(RECORDED DATA Opens)

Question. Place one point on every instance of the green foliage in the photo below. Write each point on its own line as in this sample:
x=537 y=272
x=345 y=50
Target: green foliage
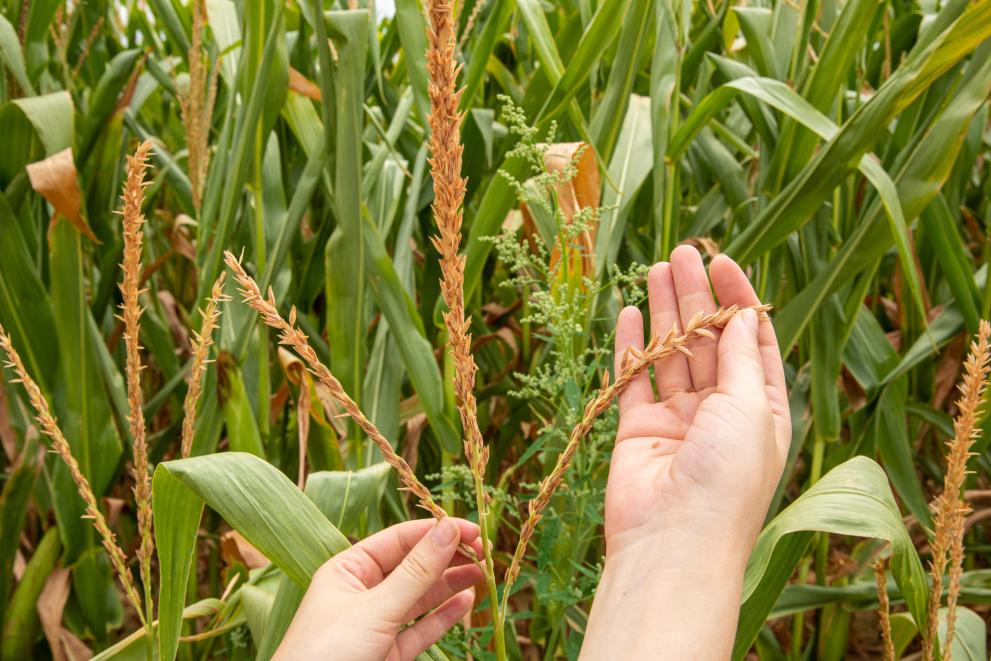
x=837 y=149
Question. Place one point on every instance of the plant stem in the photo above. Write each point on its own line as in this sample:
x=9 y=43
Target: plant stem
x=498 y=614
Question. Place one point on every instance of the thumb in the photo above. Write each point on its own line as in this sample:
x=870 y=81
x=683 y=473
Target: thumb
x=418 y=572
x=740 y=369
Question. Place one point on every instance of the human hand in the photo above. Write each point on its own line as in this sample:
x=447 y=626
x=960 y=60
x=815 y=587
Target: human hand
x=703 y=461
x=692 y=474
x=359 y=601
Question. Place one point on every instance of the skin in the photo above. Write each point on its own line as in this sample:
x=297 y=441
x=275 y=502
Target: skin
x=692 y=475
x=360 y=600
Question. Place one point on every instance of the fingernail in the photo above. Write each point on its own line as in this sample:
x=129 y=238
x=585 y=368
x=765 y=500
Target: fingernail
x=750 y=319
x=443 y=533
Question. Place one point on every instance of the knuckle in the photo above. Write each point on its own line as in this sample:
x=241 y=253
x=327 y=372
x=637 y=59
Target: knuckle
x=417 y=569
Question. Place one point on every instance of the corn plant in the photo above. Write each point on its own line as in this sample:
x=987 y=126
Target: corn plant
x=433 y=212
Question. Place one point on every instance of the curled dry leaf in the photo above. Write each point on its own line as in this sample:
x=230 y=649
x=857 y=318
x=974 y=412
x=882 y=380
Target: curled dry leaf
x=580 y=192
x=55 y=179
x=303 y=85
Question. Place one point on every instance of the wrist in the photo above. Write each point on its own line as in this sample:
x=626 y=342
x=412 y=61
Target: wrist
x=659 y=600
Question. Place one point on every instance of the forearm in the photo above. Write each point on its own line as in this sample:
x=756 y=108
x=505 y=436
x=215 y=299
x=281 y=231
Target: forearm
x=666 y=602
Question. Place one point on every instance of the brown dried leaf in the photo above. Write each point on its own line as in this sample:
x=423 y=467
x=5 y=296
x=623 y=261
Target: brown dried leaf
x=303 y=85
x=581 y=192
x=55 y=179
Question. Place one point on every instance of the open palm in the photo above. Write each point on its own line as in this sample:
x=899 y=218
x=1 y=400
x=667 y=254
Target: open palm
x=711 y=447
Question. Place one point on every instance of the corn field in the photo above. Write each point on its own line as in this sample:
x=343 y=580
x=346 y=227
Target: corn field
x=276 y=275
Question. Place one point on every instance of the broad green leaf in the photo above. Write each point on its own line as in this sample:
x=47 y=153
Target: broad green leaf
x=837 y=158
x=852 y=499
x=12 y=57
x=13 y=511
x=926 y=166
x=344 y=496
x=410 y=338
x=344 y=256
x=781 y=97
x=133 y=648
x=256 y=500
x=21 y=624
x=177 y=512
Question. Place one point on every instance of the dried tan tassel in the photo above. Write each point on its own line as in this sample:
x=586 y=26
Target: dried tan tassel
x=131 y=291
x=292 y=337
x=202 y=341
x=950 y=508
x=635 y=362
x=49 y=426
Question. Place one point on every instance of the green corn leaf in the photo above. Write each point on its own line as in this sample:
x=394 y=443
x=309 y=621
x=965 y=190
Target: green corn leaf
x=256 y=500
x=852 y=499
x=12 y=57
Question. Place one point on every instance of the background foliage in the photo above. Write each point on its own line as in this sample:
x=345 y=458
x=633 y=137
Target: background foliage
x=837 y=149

(RECORDED DATA Closes)

- [THE PROBLEM]
Excluding the pictures, reproduce every entry exactly as given.

- [OUTPUT FOR THIS EXERCISE]
Question. Place one point on every instance of the green foliage in the photo below. Write each point on its own line as in this sample:
x=537 y=272
x=345 y=50
Target: green foliage
x=837 y=149
Question. Place one point on every instance of the plant stem in the photo above. Write each point on its own line as in this sample:
x=9 y=43
Target: plant stem
x=498 y=614
Question. Place one point on every instance of the thumb in the photo above. Write each point on its own line as in this sample:
x=870 y=81
x=683 y=473
Target: thumb
x=418 y=572
x=740 y=369
Question. Place one point on every instance of the human hand in the photo above. Write each point on its own line as in this sample:
x=447 y=626
x=960 y=60
x=815 y=587
Target: human hand
x=703 y=461
x=692 y=474
x=359 y=601
Question. Place one point on every instance of the skin in the photo above. Write each point on its own line as in this sample:
x=297 y=441
x=275 y=502
Target: skin
x=692 y=475
x=360 y=600
Question. Place one point on every instance of the fingernail in the photo above. Write each point on its own line as in this sample:
x=129 y=238
x=585 y=368
x=765 y=500
Target: fingernail
x=750 y=319
x=443 y=533
Question. Place one point on every instance of the knuckle in the photo above. Write each point on its own line as in this sample:
x=241 y=253
x=327 y=372
x=637 y=59
Target: knuckle
x=417 y=569
Question. Place one point on every instance of the corn plant in the photo above. Write each point on its own line as in this sample:
x=987 y=126
Target: corn plant
x=433 y=212
Question. Place one point on every instance of the curled dry leaf in the photo above. Write each point on its own line as in this sample:
x=230 y=649
x=857 y=318
x=974 y=412
x=882 y=380
Target: curled dry leaf
x=580 y=192
x=55 y=179
x=303 y=85
Question. Place one point on every instance of the wrist in the photo above. Write each point on its own line as in this sample:
x=626 y=342
x=412 y=61
Target: wrist
x=659 y=600
Question. Place one point on every instance of the forearm in the photo above. Write each point on its own line as in this sample:
x=756 y=108
x=505 y=436
x=215 y=299
x=281 y=231
Target: forearm
x=666 y=602
Question. Place one point on every instance of the brown dried leaf in the photo above. Write each point on its own line as in this sample:
x=423 y=467
x=5 y=296
x=623 y=261
Target: brown dried leaf
x=303 y=85
x=581 y=192
x=55 y=179
Question. Place one point on every instance of the open palm in the photo above. Write each point on its own line as in this sample:
x=899 y=218
x=1 y=400
x=667 y=254
Target: open palm
x=711 y=447
Question. Place one point on every instance of the corn field in the photo above. Write each point on its own line as in this sample:
x=343 y=580
x=346 y=227
Target: corn field
x=276 y=275
Question. Place one point on every instance of the broad green leaf in the photo above. Write each point on its own line as in this sample:
x=47 y=153
Target: broad green leaf
x=837 y=158
x=852 y=499
x=12 y=57
x=13 y=511
x=926 y=166
x=344 y=496
x=410 y=338
x=344 y=256
x=781 y=97
x=133 y=648
x=256 y=500
x=21 y=624
x=177 y=512
Question. Place one point on every instance of the dried tan tassel in the photo above. Write each point on its own line as in this sample:
x=586 y=26
Target: dried tan tassel
x=131 y=291
x=292 y=337
x=202 y=341
x=950 y=508
x=635 y=362
x=49 y=426
Question. Place one point on every instance of the green corn leaf in the photo above. Write each point on its own line as in this sample:
x=394 y=443
x=309 y=621
x=965 y=190
Target: green corn leaf
x=256 y=500
x=852 y=499
x=12 y=57
Question. Place one point on every instance of the background foliage in the photo above. Write each point on its own line as in this sample:
x=345 y=458
x=633 y=137
Target: background foliage
x=837 y=149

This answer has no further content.